The line containing "query: dark trousers" marks the end: write out exactly every line from the first line of the data below through that line, and only those.

(Saved data entries)
+-------+

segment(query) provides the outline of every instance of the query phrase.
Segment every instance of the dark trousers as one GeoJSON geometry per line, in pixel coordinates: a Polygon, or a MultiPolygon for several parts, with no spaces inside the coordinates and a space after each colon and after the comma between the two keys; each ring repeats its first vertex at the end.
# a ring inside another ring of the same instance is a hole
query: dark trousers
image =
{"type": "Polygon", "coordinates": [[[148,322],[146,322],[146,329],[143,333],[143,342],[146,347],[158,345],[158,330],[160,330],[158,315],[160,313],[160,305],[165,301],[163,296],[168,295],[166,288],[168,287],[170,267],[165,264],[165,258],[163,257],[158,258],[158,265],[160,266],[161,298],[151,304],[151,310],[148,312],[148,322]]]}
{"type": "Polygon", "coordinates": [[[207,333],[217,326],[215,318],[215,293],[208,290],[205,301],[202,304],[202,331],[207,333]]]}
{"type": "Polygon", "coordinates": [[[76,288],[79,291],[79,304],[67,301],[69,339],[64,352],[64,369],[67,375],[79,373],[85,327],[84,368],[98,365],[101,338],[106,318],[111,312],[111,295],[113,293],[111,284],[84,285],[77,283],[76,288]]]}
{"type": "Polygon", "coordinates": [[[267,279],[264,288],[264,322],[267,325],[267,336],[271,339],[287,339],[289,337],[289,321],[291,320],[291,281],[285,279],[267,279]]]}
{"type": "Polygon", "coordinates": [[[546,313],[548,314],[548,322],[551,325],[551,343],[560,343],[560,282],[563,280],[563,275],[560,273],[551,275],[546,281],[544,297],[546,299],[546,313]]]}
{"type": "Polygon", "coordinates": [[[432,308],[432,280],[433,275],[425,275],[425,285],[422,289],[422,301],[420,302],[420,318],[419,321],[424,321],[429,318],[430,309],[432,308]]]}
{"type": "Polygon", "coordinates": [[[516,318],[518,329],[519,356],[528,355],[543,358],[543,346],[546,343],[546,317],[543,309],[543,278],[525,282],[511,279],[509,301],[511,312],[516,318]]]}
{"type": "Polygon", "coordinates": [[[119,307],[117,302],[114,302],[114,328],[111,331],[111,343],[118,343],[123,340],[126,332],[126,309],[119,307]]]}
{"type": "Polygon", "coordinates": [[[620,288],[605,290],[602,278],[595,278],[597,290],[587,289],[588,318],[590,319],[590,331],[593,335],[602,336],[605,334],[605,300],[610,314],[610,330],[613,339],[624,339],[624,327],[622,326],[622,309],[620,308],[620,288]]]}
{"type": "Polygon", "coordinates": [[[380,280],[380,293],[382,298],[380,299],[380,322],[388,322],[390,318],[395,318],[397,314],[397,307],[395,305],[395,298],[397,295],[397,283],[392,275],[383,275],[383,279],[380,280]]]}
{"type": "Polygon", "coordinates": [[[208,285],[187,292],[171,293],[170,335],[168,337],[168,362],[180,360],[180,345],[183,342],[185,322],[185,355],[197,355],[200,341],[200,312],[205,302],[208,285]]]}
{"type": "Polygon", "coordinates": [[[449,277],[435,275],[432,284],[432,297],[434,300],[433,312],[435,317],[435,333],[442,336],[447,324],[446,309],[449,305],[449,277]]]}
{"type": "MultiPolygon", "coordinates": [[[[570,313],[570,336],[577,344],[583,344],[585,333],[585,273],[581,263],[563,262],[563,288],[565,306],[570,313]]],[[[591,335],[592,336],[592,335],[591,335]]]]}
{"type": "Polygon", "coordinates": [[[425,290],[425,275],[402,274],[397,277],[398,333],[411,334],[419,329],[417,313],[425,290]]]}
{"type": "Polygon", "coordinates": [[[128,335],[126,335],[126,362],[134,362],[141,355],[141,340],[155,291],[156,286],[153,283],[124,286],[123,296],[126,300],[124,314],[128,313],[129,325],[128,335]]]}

+-------+

**TASK RESPONSE:**
segment(query) provides the outline of every instance of the query phrase.
Segment every instance of the dark trousers as one GeoJSON geometry per line, in pixel coordinates: a Polygon, or a MultiPolygon for several parts, with no spaces inside the coordinates and a space after each colon and after the comma between the two keys; each ring repeats its first vertex at the end.
# a ring inside another ring of the same instance is a hole
query: dark trousers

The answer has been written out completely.